**TASK STATEMENT**
Gather all lines from the material that contain "fence".

#####

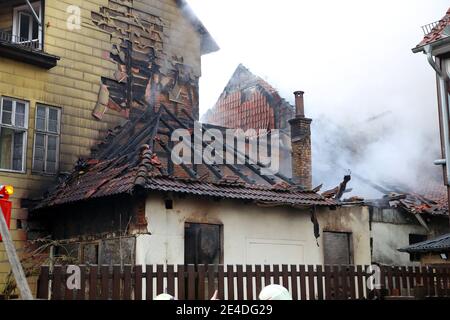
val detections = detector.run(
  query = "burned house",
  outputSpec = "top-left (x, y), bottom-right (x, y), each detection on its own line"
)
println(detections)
top-left (203, 64), bottom-right (295, 179)
top-left (30, 90), bottom-right (372, 269)
top-left (363, 181), bottom-right (450, 266)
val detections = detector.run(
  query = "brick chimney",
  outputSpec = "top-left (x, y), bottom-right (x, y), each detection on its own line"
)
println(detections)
top-left (289, 91), bottom-right (312, 189)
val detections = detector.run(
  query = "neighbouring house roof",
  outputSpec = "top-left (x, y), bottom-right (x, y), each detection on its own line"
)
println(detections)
top-left (175, 0), bottom-right (219, 54)
top-left (203, 64), bottom-right (295, 133)
top-left (413, 7), bottom-right (450, 52)
top-left (398, 233), bottom-right (450, 253)
top-left (33, 106), bottom-right (334, 211)
top-left (384, 182), bottom-right (448, 217)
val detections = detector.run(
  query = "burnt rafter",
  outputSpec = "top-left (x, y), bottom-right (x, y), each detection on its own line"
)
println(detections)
top-left (97, 107), bottom-right (161, 161)
top-left (159, 117), bottom-right (224, 180)
top-left (162, 105), bottom-right (258, 184)
top-left (182, 109), bottom-right (292, 186)
top-left (156, 139), bottom-right (199, 179)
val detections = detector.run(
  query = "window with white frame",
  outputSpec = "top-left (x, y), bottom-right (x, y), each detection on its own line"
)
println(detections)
top-left (33, 105), bottom-right (60, 174)
top-left (0, 97), bottom-right (29, 172)
top-left (12, 2), bottom-right (42, 50)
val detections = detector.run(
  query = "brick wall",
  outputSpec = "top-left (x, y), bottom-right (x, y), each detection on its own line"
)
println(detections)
top-left (289, 117), bottom-right (312, 189)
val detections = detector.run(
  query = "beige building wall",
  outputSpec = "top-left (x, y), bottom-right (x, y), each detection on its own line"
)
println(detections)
top-left (136, 194), bottom-right (371, 266)
top-left (0, 0), bottom-right (202, 291)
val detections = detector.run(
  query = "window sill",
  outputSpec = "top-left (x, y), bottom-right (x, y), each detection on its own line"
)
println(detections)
top-left (0, 168), bottom-right (26, 175)
top-left (31, 171), bottom-right (58, 177)
top-left (0, 41), bottom-right (60, 69)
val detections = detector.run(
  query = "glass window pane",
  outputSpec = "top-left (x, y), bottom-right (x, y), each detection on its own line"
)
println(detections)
top-left (36, 106), bottom-right (46, 131)
top-left (36, 105), bottom-right (46, 118)
top-left (2, 99), bottom-right (12, 112)
top-left (33, 159), bottom-right (44, 172)
top-left (47, 135), bottom-right (57, 151)
top-left (34, 133), bottom-right (45, 158)
top-left (32, 19), bottom-right (39, 40)
top-left (12, 131), bottom-right (24, 171)
top-left (19, 13), bottom-right (30, 41)
top-left (35, 133), bottom-right (45, 147)
top-left (48, 120), bottom-right (58, 133)
top-left (15, 103), bottom-right (26, 127)
top-left (0, 127), bottom-right (13, 170)
top-left (2, 110), bottom-right (12, 125)
top-left (34, 146), bottom-right (44, 160)
top-left (48, 108), bottom-right (59, 133)
top-left (46, 161), bottom-right (56, 174)
top-left (48, 108), bottom-right (58, 121)
top-left (16, 102), bottom-right (25, 115)
top-left (36, 118), bottom-right (45, 131)
top-left (1, 99), bottom-right (13, 125)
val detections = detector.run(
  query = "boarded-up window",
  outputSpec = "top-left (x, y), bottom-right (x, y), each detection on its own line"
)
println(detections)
top-left (323, 231), bottom-right (353, 265)
top-left (185, 223), bottom-right (222, 265)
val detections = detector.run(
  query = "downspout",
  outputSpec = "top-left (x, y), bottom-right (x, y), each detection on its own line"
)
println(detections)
top-left (425, 44), bottom-right (450, 227)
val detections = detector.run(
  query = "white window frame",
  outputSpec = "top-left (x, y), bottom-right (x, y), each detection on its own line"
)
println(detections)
top-left (12, 2), bottom-right (42, 50)
top-left (0, 97), bottom-right (29, 173)
top-left (32, 104), bottom-right (61, 174)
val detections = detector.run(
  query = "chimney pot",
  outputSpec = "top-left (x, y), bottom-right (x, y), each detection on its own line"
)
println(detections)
top-left (293, 91), bottom-right (305, 117)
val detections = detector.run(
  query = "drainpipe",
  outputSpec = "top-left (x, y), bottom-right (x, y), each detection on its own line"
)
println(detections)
top-left (424, 44), bottom-right (450, 226)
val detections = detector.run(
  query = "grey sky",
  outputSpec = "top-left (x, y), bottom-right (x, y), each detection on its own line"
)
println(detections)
top-left (188, 0), bottom-right (449, 195)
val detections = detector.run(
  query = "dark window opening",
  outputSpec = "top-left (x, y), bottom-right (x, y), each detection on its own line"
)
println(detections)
top-left (184, 223), bottom-right (222, 265)
top-left (81, 242), bottom-right (100, 265)
top-left (165, 199), bottom-right (173, 210)
top-left (323, 231), bottom-right (353, 265)
top-left (409, 234), bottom-right (427, 262)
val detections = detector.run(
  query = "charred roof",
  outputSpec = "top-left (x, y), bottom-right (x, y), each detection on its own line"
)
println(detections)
top-left (32, 105), bottom-right (335, 211)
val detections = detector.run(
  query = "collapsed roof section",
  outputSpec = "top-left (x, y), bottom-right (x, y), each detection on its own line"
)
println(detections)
top-left (33, 106), bottom-right (335, 211)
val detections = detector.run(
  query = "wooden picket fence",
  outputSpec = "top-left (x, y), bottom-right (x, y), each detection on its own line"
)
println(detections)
top-left (36, 264), bottom-right (450, 300)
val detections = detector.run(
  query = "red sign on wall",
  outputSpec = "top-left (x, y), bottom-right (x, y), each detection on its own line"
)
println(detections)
top-left (0, 200), bottom-right (12, 242)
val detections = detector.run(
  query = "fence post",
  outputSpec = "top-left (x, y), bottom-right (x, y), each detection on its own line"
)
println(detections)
top-left (290, 265), bottom-right (298, 300)
top-left (176, 265), bottom-right (184, 300)
top-left (198, 265), bottom-right (206, 300)
top-left (37, 266), bottom-right (50, 300)
top-left (246, 265), bottom-right (254, 300)
top-left (236, 265), bottom-right (244, 300)
top-left (89, 265), bottom-right (98, 300)
top-left (226, 265), bottom-right (234, 300)
top-left (187, 265), bottom-right (196, 300)
top-left (134, 265), bottom-right (142, 300)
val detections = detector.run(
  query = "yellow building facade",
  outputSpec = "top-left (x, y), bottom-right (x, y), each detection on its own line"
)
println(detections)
top-left (0, 0), bottom-right (215, 293)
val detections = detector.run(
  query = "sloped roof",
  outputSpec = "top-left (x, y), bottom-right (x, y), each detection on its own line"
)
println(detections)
top-left (33, 106), bottom-right (334, 211)
top-left (385, 181), bottom-right (448, 217)
top-left (413, 8), bottom-right (450, 51)
top-left (399, 233), bottom-right (450, 253)
top-left (203, 64), bottom-right (295, 132)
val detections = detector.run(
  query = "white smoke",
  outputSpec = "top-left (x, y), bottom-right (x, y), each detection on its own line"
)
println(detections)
top-left (189, 0), bottom-right (448, 197)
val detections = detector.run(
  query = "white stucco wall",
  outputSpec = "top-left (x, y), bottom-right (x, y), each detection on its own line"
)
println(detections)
top-left (371, 222), bottom-right (426, 266)
top-left (135, 193), bottom-right (371, 266)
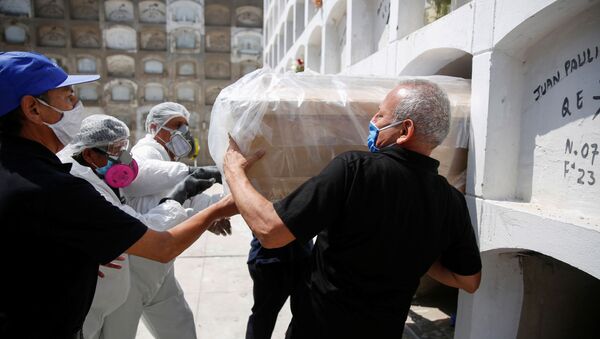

#####

**ANSWER**
  query = "wooden picket fence",
  query = "fence post",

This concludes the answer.